start Dataset
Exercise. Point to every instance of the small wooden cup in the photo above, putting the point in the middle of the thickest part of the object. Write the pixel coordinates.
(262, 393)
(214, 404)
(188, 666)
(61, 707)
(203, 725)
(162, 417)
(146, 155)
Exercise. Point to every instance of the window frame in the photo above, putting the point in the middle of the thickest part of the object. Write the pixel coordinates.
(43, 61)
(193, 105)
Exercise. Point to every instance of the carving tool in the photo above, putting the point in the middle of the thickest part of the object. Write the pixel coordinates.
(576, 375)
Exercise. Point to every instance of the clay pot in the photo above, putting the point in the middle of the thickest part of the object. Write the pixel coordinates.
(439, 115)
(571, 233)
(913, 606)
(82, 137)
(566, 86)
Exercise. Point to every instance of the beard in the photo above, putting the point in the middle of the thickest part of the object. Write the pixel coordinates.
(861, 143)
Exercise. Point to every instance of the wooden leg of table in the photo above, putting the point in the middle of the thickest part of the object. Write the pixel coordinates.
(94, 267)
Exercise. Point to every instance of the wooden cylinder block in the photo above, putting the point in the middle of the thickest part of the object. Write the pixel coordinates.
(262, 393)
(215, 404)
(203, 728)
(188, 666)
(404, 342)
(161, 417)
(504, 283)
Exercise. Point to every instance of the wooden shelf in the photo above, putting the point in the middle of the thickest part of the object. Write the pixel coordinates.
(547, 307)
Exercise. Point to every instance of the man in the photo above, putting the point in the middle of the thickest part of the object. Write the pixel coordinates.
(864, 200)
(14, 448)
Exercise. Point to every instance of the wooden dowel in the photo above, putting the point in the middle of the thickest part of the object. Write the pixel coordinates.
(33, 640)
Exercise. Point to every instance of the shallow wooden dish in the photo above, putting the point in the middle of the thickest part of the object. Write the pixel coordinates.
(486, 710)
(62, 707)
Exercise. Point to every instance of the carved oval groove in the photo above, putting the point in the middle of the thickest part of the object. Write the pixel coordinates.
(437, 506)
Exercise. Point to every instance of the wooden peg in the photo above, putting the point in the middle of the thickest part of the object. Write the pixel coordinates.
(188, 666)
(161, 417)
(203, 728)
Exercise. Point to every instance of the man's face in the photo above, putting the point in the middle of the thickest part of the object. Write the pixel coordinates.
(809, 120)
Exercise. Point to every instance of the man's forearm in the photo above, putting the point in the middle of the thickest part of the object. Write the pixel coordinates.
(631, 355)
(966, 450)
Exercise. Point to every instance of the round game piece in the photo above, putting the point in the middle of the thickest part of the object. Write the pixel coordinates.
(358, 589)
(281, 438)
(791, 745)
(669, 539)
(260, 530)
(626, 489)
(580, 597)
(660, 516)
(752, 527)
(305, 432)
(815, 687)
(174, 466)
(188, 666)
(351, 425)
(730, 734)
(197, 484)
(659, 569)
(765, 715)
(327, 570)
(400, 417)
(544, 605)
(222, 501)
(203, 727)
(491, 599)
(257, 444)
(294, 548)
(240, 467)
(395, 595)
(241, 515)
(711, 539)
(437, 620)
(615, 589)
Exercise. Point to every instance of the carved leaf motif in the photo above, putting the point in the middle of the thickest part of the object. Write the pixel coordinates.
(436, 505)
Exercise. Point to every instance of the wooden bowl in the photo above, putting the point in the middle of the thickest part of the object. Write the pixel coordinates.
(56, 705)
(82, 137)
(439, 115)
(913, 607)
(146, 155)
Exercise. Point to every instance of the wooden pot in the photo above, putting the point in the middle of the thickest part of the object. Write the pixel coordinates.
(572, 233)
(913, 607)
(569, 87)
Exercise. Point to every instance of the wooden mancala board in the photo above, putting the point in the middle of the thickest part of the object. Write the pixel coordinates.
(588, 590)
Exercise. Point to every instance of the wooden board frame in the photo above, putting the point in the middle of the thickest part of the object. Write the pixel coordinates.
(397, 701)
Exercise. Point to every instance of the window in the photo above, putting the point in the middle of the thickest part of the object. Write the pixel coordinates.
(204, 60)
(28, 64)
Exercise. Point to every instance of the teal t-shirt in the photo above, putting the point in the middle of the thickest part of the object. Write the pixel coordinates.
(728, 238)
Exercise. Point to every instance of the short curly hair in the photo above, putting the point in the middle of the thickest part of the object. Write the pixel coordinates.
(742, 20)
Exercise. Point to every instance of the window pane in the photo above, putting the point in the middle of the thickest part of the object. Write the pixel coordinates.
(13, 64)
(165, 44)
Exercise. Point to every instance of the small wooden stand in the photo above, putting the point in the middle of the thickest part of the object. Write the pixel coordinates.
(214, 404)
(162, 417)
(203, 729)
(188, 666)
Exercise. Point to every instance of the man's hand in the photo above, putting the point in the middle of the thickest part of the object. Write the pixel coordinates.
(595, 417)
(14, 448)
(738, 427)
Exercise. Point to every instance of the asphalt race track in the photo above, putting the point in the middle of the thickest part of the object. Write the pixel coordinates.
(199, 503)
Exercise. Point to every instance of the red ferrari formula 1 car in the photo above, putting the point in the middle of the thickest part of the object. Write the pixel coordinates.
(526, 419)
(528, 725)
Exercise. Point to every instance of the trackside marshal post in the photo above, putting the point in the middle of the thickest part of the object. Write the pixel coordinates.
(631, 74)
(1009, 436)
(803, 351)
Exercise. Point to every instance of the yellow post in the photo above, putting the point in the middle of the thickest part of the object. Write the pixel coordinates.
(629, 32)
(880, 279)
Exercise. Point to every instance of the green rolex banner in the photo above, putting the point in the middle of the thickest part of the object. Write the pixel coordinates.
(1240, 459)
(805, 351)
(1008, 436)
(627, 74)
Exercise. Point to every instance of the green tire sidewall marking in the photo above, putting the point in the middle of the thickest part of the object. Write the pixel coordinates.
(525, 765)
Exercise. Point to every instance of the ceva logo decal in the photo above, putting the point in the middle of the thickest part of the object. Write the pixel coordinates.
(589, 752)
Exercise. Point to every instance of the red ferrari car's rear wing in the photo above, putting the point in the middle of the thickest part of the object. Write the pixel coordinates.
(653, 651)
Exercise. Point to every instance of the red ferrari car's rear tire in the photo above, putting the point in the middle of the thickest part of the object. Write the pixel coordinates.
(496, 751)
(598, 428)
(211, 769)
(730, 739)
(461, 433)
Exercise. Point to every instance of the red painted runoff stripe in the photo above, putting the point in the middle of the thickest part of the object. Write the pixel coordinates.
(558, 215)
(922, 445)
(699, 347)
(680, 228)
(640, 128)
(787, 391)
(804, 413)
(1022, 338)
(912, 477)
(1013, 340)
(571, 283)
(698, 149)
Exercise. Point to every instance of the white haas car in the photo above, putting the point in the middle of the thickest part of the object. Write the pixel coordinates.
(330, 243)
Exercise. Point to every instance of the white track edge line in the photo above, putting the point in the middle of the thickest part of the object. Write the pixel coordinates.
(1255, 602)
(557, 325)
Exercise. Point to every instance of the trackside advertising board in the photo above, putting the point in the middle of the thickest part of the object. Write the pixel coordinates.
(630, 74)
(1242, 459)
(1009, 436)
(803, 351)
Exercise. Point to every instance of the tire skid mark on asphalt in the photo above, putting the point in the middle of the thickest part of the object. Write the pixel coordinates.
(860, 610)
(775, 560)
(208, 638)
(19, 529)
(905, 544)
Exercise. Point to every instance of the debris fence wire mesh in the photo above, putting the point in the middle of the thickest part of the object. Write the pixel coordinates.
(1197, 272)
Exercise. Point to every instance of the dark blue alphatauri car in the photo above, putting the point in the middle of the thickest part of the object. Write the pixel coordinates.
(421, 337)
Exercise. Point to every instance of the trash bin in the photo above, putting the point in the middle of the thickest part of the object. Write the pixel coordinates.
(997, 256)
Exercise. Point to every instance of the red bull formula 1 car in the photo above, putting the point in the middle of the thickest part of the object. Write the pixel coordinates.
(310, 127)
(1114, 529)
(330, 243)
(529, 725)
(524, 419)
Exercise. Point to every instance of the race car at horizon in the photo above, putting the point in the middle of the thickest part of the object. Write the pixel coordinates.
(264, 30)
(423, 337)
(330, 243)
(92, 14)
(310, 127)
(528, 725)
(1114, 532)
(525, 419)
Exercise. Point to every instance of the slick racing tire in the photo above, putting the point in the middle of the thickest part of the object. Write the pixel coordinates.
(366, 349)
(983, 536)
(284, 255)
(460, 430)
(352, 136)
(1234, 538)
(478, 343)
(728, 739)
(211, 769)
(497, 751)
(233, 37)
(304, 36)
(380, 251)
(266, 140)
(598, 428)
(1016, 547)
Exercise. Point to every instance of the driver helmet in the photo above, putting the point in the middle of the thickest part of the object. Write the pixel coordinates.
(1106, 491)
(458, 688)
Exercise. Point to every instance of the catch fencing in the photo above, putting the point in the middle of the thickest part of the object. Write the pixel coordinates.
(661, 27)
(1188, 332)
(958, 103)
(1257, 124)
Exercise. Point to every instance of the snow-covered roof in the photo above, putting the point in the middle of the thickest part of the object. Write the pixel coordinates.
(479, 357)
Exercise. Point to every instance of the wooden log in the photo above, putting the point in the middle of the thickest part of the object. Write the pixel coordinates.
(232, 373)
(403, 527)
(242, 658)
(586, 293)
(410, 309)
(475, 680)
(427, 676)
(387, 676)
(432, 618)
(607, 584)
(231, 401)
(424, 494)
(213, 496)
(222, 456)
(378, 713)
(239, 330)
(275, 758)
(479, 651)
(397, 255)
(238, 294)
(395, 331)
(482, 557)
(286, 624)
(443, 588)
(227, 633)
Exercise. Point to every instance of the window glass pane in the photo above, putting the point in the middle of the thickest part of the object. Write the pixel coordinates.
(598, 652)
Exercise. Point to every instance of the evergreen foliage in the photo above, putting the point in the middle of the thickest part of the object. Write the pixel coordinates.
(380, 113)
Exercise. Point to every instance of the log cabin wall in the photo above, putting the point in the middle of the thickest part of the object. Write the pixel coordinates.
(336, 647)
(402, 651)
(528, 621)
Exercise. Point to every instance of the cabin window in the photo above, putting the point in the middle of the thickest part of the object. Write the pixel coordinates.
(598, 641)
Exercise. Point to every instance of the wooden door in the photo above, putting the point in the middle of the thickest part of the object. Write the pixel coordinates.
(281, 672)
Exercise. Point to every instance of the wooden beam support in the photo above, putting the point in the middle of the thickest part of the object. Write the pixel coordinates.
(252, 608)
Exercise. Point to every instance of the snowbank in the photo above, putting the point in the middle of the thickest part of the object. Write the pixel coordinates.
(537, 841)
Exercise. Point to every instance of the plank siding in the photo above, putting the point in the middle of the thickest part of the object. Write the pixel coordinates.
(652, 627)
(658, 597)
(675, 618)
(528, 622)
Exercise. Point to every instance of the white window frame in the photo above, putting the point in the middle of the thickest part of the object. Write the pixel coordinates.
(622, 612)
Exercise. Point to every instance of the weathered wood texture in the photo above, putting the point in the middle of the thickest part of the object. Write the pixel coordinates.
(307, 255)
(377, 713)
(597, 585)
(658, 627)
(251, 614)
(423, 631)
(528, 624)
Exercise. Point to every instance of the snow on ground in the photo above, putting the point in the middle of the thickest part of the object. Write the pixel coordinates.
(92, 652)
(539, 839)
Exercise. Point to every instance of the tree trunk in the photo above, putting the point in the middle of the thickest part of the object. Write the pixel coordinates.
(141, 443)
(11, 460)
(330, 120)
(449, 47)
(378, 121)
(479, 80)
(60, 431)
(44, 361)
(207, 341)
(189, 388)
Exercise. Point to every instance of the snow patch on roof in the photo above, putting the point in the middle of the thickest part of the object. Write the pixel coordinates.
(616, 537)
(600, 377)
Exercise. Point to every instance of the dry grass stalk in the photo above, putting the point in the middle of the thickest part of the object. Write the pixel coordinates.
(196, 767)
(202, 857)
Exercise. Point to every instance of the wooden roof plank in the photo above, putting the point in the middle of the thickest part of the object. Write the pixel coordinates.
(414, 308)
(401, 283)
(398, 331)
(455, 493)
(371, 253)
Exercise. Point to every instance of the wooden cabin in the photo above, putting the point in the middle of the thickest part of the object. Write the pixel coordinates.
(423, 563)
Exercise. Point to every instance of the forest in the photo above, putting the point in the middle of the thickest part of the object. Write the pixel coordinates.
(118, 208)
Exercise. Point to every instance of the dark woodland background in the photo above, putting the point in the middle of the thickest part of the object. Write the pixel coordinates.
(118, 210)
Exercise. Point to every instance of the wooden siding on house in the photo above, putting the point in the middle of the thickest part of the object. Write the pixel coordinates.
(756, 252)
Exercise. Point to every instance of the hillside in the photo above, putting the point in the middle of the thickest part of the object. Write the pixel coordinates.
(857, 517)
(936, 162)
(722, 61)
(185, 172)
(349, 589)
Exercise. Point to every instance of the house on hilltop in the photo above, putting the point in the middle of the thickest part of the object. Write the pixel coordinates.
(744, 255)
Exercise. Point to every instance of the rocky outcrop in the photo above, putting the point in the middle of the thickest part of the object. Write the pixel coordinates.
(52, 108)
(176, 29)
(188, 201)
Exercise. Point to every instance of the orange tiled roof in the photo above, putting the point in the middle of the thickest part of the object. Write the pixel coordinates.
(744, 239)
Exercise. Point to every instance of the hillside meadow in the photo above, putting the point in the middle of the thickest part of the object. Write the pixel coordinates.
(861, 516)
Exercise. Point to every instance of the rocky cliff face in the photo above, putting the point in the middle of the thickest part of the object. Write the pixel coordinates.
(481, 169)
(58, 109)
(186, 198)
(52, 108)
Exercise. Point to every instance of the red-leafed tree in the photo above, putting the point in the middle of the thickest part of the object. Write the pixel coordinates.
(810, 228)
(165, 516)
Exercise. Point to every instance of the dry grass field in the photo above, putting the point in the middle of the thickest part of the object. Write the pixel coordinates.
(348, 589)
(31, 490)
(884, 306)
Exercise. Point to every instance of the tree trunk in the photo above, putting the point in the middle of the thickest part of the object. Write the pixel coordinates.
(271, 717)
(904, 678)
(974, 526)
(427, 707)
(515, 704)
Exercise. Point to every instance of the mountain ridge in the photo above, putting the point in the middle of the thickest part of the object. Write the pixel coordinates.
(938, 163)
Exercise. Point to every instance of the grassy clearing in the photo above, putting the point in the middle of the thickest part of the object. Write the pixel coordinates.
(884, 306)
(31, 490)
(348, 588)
end Dataset
*Given exercise*
Rewrite the stretch from the line containing "Exercise. Point to every instance of the slick" through the line containing "(1016, 547)", changing "racing tire" to "racing wheel" and leaving everything else untouched.

*Task result*
Exercise. Point to every instance of the slick racing wheel in the photo above, putting the point in the middle of the thickest part of the object. Write the pixel coordinates.
(366, 349)
(983, 536)
(284, 255)
(460, 430)
(352, 136)
(1234, 538)
(478, 343)
(728, 739)
(211, 769)
(497, 751)
(233, 37)
(304, 36)
(380, 251)
(266, 140)
(598, 428)
(1016, 547)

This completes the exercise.